-- Start Recorded information --

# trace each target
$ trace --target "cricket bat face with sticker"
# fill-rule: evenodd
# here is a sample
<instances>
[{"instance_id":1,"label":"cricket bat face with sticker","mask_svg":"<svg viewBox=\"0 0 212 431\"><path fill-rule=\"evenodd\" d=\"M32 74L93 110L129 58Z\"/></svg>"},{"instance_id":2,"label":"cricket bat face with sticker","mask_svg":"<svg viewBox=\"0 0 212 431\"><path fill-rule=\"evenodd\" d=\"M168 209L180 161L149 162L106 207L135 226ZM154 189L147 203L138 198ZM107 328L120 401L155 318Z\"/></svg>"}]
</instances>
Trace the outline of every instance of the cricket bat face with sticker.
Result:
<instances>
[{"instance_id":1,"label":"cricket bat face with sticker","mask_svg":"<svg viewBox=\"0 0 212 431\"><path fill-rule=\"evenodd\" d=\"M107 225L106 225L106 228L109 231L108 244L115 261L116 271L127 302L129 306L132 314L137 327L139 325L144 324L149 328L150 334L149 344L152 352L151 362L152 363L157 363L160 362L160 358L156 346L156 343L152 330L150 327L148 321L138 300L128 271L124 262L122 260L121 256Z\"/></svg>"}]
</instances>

-- End Recorded information --

### Problem description:
Put the listing above into a two-column CSV with the headers input and output, one row for each input paired with its output. Quote every field and replace its line breaks with spaces.

### Worked answer:
input,output
"# trace each target $ trace --target ""cricket bat face with sticker"" # fill-rule: evenodd # here is a sample <instances> [{""instance_id"":1,""label"":""cricket bat face with sticker"",""mask_svg"":""<svg viewBox=\""0 0 212 431\""><path fill-rule=\""evenodd\"" d=\""M32 74L93 110L129 58Z\""/></svg>""},{""instance_id"":2,""label"":""cricket bat face with sticker"",""mask_svg"":""<svg viewBox=\""0 0 212 431\""><path fill-rule=\""evenodd\"" d=\""M168 209L180 161L149 162L106 207L135 226ZM154 189L147 203L138 198ZM107 328L120 401L155 318Z\""/></svg>""}] </instances> Trace the outline of every instance of the cricket bat face with sticker. Result:","<instances> [{""instance_id"":1,""label"":""cricket bat face with sticker"",""mask_svg"":""<svg viewBox=\""0 0 212 431\""><path fill-rule=\""evenodd\"" d=\""M107 225L106 225L106 228L109 231L108 244L115 261L116 271L127 302L129 306L132 314L137 327L139 325L144 324L149 328L150 334L149 344L152 352L151 362L152 363L157 363L160 362L160 358L156 346L156 343L152 330L150 327L148 321L138 300L128 271L124 262L122 260L121 256Z\""/></svg>""}] </instances>"